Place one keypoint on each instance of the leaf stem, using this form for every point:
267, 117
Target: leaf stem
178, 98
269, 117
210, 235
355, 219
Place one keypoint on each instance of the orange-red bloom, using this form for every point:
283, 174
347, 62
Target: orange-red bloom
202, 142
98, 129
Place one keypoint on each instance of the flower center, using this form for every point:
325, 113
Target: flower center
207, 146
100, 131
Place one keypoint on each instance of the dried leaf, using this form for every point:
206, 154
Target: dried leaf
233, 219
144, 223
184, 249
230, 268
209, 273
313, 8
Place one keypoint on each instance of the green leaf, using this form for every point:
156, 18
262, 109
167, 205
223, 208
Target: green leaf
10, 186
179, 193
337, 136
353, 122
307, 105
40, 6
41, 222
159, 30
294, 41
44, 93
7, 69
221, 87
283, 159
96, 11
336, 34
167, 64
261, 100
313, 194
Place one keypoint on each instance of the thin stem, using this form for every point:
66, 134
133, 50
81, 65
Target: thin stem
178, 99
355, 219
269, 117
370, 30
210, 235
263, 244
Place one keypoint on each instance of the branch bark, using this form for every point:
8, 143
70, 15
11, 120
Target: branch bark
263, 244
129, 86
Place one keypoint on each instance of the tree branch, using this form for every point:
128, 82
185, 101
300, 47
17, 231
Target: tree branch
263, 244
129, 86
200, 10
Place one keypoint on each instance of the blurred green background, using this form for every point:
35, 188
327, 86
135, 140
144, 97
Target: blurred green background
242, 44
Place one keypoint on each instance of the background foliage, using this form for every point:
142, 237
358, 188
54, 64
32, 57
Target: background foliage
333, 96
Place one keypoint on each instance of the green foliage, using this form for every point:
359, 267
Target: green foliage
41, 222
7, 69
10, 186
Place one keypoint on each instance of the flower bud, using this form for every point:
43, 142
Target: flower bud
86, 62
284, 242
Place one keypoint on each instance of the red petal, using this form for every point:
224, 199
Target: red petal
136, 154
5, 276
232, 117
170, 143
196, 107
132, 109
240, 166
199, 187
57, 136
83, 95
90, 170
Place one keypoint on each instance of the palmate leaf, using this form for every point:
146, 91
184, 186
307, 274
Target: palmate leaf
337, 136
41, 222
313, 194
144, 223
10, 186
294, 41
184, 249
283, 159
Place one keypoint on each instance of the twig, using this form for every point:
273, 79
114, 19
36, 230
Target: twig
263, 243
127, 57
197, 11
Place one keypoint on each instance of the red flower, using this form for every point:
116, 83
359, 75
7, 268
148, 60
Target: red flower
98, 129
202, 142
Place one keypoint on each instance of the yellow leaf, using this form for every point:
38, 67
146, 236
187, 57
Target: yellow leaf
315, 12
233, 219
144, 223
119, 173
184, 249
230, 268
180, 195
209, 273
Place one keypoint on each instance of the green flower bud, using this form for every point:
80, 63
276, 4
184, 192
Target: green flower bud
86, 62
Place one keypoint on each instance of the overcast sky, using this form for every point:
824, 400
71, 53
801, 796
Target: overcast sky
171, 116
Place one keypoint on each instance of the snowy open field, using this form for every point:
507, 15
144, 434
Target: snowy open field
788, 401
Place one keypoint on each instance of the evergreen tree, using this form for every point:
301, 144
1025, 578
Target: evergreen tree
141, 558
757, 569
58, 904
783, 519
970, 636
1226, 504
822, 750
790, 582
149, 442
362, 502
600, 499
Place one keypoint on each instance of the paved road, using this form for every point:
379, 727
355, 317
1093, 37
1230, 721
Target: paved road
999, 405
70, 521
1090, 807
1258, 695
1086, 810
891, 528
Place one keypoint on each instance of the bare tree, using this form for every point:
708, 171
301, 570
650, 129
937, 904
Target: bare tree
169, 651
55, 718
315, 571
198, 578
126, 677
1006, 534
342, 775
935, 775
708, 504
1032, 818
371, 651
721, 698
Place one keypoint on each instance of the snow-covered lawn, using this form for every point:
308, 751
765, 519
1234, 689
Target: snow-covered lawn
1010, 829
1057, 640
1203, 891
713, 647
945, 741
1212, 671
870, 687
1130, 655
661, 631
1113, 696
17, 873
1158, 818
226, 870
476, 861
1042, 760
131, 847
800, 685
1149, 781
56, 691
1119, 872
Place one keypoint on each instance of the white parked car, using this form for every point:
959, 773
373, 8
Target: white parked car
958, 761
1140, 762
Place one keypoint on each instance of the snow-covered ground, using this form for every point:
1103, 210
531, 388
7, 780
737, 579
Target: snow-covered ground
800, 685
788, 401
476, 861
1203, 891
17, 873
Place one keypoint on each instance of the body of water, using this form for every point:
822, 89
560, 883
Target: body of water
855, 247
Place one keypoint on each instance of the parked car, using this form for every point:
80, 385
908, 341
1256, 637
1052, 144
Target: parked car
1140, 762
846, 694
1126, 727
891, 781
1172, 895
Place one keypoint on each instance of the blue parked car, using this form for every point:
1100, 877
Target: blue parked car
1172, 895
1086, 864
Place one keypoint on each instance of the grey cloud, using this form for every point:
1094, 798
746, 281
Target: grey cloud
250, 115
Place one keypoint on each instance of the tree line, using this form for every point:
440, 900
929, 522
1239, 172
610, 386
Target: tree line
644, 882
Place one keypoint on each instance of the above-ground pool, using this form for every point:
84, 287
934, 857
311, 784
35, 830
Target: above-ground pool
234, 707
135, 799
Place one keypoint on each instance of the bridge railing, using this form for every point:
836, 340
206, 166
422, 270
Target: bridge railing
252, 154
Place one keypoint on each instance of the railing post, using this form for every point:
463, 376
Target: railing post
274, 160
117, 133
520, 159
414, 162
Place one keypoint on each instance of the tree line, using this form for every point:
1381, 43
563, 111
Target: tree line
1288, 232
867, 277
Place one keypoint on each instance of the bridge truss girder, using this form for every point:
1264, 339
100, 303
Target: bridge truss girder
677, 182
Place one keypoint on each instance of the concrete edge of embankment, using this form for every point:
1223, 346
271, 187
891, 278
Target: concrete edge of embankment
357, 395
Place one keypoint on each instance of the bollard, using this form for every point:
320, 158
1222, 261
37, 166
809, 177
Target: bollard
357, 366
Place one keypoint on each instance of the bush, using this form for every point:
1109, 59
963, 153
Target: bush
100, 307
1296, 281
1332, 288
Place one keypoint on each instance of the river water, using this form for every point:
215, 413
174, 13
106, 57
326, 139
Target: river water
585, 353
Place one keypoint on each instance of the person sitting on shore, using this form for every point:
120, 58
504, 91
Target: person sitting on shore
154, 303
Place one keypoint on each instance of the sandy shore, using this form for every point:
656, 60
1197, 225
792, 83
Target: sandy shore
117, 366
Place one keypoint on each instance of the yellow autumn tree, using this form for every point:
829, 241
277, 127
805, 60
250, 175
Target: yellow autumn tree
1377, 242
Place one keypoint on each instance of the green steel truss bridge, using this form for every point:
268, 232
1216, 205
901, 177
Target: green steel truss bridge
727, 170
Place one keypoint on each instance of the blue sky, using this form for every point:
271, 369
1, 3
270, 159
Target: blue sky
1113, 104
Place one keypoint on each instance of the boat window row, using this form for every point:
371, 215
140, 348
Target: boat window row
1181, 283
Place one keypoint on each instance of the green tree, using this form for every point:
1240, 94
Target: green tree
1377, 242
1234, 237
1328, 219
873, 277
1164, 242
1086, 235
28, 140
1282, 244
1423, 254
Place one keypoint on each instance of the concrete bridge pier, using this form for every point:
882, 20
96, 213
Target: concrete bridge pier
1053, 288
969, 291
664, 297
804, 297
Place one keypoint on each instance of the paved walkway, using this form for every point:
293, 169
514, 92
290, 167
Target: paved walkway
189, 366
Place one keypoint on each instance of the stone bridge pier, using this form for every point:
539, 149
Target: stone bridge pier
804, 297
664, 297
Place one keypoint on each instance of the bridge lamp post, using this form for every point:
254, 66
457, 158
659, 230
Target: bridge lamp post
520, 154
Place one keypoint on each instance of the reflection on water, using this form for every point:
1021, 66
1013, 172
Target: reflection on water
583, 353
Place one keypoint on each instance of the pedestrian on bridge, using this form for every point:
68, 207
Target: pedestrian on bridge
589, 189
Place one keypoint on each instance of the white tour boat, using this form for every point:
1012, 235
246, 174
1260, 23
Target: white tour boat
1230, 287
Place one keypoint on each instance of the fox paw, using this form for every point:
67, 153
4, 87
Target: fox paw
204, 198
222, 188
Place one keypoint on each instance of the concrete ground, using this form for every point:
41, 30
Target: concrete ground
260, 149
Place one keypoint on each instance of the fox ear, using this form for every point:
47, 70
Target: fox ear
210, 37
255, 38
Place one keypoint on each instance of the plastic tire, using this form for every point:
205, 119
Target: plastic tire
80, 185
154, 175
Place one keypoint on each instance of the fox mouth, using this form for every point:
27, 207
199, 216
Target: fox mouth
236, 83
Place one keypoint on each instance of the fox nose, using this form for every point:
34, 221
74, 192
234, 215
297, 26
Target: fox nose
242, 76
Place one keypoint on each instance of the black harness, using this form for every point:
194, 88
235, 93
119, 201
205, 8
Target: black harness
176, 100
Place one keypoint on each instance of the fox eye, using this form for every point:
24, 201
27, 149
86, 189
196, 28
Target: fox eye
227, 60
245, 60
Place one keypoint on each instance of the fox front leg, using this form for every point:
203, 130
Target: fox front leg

┄┄┄┄┄┄┄┄┄┄

[WHAT YOU WILL DO]
Starting at the line containing "Place one keypoint on each instance of the fox eye, using" and ending at the last of the entries, write those lines out again, switching every "keypoint" to "marker" and leaving everything else unchanged.

[FULL OUTPUT]
Place one marker on each instance of the fox eye, using this form for every point:
24, 201
27, 149
86, 189
196, 28
Target: fox eye
227, 60
245, 60
Place one marker on each instance of the fox front leg, using this form for every point:
203, 130
Target: fox front leg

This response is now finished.